RECORDS TO USE.
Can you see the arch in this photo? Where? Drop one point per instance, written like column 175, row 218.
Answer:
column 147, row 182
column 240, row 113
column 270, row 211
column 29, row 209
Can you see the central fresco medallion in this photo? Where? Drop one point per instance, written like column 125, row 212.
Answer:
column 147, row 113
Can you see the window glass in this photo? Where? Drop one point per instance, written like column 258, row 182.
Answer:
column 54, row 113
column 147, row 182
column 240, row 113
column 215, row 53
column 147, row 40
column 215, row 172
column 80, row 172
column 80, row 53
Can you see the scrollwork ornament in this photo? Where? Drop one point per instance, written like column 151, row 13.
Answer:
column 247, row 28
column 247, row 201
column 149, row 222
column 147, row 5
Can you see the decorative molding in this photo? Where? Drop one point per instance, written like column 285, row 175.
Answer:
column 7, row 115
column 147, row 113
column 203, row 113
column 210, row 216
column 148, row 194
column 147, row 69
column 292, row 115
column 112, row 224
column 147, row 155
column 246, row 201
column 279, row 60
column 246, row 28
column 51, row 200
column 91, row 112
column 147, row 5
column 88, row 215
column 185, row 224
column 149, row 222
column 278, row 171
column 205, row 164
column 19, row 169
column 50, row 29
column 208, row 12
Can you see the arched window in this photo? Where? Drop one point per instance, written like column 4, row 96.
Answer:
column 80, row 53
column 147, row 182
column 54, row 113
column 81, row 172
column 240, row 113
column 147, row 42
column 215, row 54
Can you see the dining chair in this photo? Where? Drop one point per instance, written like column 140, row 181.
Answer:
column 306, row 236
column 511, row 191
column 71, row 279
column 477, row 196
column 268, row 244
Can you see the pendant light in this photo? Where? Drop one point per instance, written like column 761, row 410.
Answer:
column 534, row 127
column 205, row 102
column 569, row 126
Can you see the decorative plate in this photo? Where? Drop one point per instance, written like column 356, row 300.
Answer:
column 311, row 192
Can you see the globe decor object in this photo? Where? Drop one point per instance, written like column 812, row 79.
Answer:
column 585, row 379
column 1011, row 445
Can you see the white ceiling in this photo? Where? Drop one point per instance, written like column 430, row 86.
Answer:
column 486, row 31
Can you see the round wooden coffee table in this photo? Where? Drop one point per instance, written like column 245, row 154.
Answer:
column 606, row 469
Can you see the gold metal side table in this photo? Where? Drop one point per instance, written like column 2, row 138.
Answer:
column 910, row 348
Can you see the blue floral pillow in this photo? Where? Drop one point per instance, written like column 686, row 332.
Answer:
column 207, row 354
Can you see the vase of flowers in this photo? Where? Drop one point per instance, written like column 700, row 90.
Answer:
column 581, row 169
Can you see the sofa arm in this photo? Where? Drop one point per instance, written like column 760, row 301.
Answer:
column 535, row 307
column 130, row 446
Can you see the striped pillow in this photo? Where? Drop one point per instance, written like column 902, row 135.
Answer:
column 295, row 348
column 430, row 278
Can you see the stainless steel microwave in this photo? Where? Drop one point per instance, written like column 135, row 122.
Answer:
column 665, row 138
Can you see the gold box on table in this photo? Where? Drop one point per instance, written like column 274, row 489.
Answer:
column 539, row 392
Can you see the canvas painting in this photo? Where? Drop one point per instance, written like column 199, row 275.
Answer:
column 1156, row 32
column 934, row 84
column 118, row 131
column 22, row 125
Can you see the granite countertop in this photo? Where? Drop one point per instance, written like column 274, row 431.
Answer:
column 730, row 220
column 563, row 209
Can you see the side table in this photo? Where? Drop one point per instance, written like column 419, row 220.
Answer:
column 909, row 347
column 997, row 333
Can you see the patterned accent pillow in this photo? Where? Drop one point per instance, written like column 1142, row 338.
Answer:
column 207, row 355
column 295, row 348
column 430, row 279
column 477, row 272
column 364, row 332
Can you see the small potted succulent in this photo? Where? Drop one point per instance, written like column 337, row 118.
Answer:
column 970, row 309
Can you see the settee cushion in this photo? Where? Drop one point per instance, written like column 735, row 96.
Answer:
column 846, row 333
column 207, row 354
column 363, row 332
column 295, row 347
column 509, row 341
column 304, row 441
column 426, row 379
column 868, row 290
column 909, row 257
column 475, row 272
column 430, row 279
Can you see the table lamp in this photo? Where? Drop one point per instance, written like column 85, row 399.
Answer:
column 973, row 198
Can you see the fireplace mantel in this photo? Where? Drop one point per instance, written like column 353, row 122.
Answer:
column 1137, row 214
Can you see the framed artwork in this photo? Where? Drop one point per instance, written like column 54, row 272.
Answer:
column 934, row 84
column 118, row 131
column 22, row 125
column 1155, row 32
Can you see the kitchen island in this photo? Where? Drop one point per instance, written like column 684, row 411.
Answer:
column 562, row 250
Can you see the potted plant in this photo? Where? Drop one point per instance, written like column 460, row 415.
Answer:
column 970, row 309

WHAT THE EXERCISE ASKS.
Wherever a line of the records above contains the string "pillow", copy that line out.

EXERCISE RESPONSE.
Can you see the blue floral pillow in this photo? Where? Drop one point per instance, written like column 686, row 332.
Can you see the striped pillow in this photo? Where? Drop one point per instance, written like column 902, row 135.
Can you see the patterned accent pillow in this photo? Where? Drop one point per instance, written like column 1142, row 338.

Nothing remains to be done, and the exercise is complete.